**TEXT BLOCK:**
Yang et al. ⁸ propose frame skipping in the transducer using a blank-regularized CTC. The idea is that if an auxiliary CTC head is trained along with the transducer, it can be used to skip decoding frames where it predicts a blank token. This idea is not new; in fact, it has earlier been used in these papers. The difference here is that the authors actively try to make the CTC predictions “peaky” to ensure that more frames can be skipped. This is done by adding soft or hard constraints on the CTC graph during training.

Recall that the CTC loss can be efficiently computed through the forward algorithm on the CTC graph composed with the linear chain FST corresponding to the transcript. The original CTC allows repetitions of tokens through self-loops on the nodes. The authors apply a soft constraint by adding a penalty (i.e., a negative weight) on the self-loops for the non-blank tokens. Alternatively, a hard constraint can be applied by removing the self-loops for the non-blank tokens, and instead unfolding the graph for the desired number of repetitions. On the LibriSpeech corpus, both methods result in ~4x speedup (measured by RTF) without any degradation in WER.

The following figure taken from the paper shows the WFSTs for the $HL$ corresponding to the original CTC and the modified versions that include soft and hard restrictions:

Blank-regularized CTC with frame skipping

Tian et al. ⁹ propose a Bayes risk transducer, which is intended to reduce the modeling latency. In general, when we train a transducer by minimizing the loss computed over the sum over all possible alignments, it does not penalize the model for pushing the predictions to the future. The authors propose that we can instead minimize a Bayes risk function which has a lower value for preferred paths, and higher for delayed paths. The loss function is defined using a standard Minimum Bayes Risk (MBR) formulation, and the key idea is to group the “risk function” among paths which have the same cost. It seems this method gives a good WER-RTF trade-off compared to training with the original transducer loss.

**EXERCISE REQUIREMENTS:**
**1)** Reproduce the passage of the transducer text that begins at the words "Yang et al." and stops after "graph during training.", substituting "restrictions" for "constraints".
**2)** Pick out each line of the records that contains the word "jacket".
The transducer text has no connection to the records.

**MATERIALS PROVIDED:**
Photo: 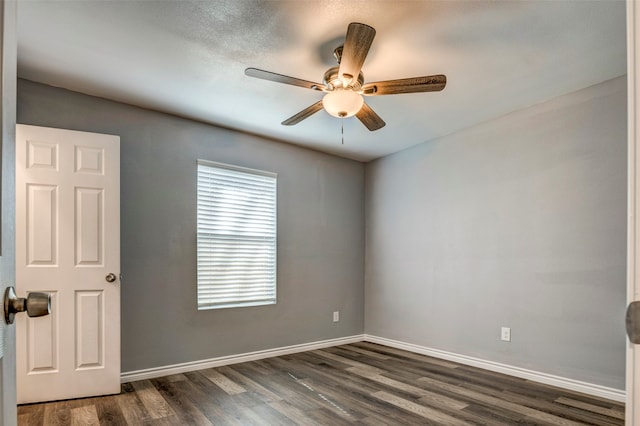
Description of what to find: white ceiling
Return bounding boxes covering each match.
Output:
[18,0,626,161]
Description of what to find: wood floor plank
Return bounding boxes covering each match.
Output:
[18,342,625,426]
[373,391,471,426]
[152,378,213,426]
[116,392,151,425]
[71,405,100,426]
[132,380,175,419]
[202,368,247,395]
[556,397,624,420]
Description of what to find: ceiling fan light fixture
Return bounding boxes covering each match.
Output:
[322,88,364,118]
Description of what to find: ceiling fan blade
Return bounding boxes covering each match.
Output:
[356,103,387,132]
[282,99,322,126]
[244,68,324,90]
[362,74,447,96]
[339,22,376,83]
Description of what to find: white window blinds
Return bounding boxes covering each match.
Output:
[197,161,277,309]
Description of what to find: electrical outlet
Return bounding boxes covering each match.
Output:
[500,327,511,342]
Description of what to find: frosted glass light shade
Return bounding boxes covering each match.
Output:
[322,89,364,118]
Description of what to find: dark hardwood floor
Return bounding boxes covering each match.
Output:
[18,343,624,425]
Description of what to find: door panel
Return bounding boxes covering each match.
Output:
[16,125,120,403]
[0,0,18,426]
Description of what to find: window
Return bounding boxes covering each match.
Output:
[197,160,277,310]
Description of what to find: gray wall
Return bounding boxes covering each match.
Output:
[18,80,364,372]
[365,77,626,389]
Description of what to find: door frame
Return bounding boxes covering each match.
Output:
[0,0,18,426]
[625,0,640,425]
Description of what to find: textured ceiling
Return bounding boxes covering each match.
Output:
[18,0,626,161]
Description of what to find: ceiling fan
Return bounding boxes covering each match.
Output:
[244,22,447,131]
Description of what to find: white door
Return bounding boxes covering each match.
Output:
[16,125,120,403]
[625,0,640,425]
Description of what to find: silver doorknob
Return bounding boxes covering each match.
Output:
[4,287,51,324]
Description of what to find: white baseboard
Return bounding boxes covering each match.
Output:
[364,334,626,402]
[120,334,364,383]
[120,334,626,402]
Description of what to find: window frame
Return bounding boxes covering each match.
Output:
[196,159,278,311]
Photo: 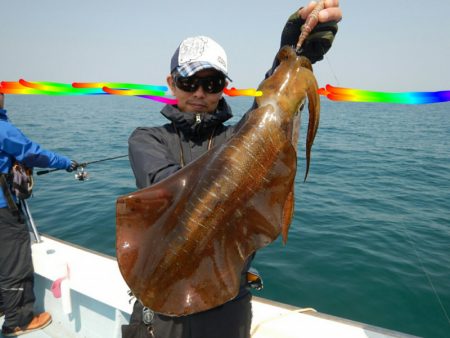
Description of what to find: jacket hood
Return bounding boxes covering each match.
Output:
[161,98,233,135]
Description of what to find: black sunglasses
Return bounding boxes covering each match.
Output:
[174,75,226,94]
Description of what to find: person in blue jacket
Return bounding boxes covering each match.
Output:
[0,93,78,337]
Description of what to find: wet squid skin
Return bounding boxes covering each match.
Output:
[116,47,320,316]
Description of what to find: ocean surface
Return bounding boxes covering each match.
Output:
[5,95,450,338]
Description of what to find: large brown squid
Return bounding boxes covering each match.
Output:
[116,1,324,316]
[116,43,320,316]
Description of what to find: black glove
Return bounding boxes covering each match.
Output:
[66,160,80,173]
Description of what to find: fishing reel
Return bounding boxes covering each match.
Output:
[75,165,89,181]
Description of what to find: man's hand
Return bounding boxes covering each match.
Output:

---

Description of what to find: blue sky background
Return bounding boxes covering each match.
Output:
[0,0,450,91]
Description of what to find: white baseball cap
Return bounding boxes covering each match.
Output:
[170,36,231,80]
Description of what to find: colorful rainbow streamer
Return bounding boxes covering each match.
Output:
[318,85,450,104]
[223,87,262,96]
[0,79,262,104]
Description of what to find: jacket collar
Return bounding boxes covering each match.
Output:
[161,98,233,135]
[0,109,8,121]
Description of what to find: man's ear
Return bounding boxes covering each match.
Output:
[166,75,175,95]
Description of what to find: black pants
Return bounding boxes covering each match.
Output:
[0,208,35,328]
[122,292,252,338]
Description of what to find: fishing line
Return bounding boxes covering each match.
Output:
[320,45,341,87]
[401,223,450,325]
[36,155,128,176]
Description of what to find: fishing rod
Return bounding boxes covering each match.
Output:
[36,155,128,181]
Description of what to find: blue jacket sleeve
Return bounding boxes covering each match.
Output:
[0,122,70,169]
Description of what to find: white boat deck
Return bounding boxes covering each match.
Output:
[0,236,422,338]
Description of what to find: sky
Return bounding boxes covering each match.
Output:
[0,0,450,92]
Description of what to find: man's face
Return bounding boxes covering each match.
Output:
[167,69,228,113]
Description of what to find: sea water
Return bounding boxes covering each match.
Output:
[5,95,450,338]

==

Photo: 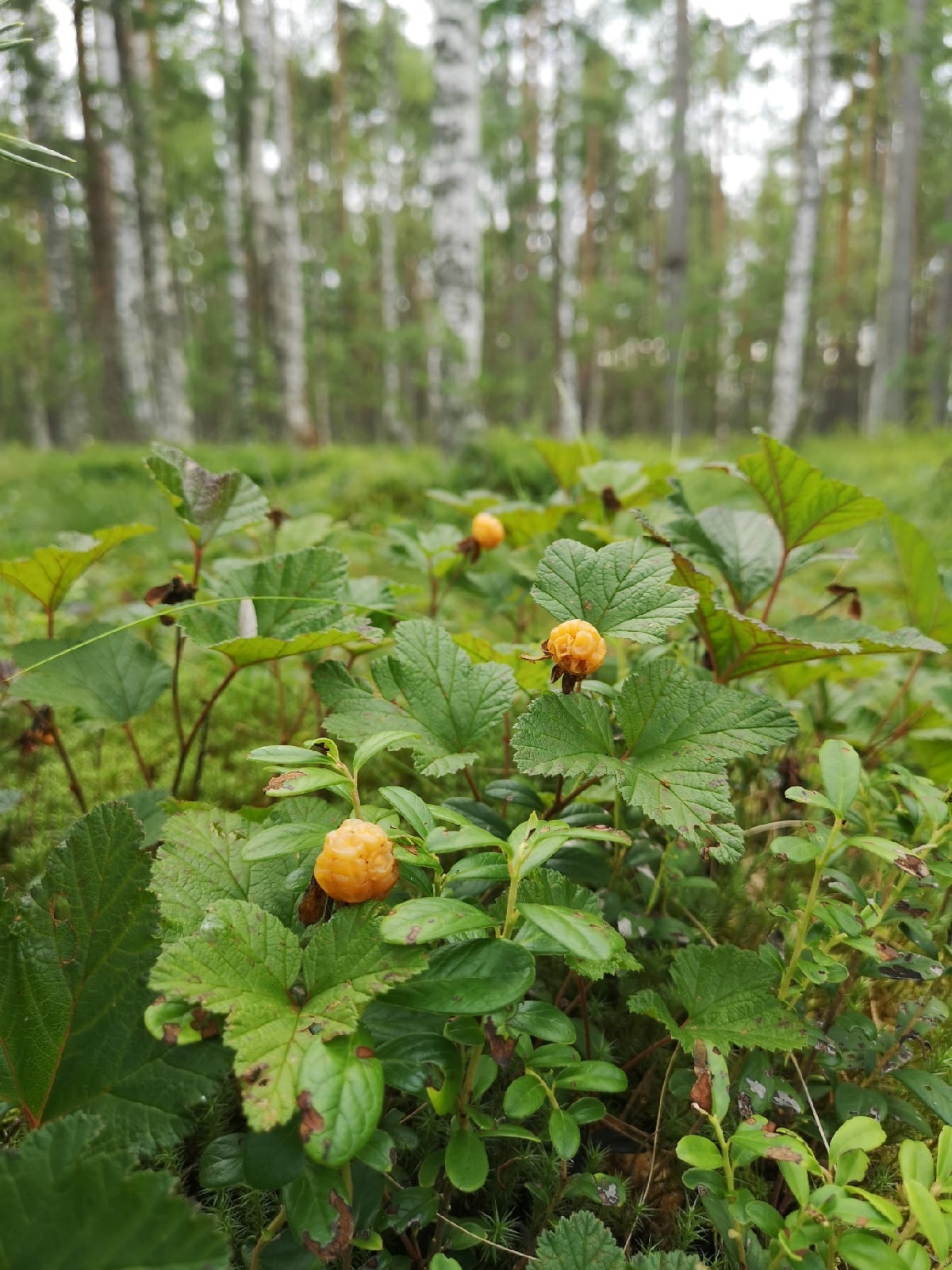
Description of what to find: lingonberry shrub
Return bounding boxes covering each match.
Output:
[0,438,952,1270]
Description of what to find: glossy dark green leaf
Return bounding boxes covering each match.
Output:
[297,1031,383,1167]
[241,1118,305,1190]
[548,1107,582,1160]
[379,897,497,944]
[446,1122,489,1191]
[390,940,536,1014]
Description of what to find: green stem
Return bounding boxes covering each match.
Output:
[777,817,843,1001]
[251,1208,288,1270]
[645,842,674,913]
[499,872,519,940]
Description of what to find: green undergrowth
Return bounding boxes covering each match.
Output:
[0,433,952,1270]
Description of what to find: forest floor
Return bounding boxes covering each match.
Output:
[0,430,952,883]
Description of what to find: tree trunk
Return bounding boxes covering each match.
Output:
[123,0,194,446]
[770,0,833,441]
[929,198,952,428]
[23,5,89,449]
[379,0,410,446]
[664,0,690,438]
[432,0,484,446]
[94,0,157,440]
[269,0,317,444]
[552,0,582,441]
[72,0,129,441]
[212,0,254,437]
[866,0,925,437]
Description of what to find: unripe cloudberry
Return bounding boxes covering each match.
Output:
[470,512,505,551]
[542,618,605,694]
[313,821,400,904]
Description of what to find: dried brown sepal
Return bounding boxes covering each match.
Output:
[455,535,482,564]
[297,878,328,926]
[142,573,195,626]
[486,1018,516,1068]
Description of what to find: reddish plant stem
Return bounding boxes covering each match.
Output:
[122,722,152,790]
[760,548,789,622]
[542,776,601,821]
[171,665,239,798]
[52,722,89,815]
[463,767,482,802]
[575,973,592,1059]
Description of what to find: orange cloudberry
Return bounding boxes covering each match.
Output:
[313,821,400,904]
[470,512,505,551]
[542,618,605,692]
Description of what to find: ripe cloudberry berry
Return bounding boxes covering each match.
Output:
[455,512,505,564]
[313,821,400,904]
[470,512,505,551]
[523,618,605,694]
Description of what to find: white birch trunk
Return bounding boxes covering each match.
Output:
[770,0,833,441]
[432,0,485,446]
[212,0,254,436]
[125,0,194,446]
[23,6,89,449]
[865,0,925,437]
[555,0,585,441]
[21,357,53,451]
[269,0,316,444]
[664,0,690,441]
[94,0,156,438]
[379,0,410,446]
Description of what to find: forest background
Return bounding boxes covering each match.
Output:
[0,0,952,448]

**TASK SOLUTIONS:**
**1)**
Yang et al. ⁸ propose frame skipping in the transducer using a blank-regularized CTC. The idea is that if an auxiliary CTC head is trained along with the transducer, it can be used to skip decoding frames where it predicts a blank token. This idea is not new; in fact, it has earlier been used in these papers. The difference here is that the authors actively try to make the CTC predictions “peaky” to ensure that more frames can be skipped. This is done by adding soft or hard restrictions on the CTC graph during training.

**2)**
Description of what to find: jacket hood
Description of what to find: person in blue jacket
Description of what to find: jacket collar
Description of what to find: blue jacket sleeve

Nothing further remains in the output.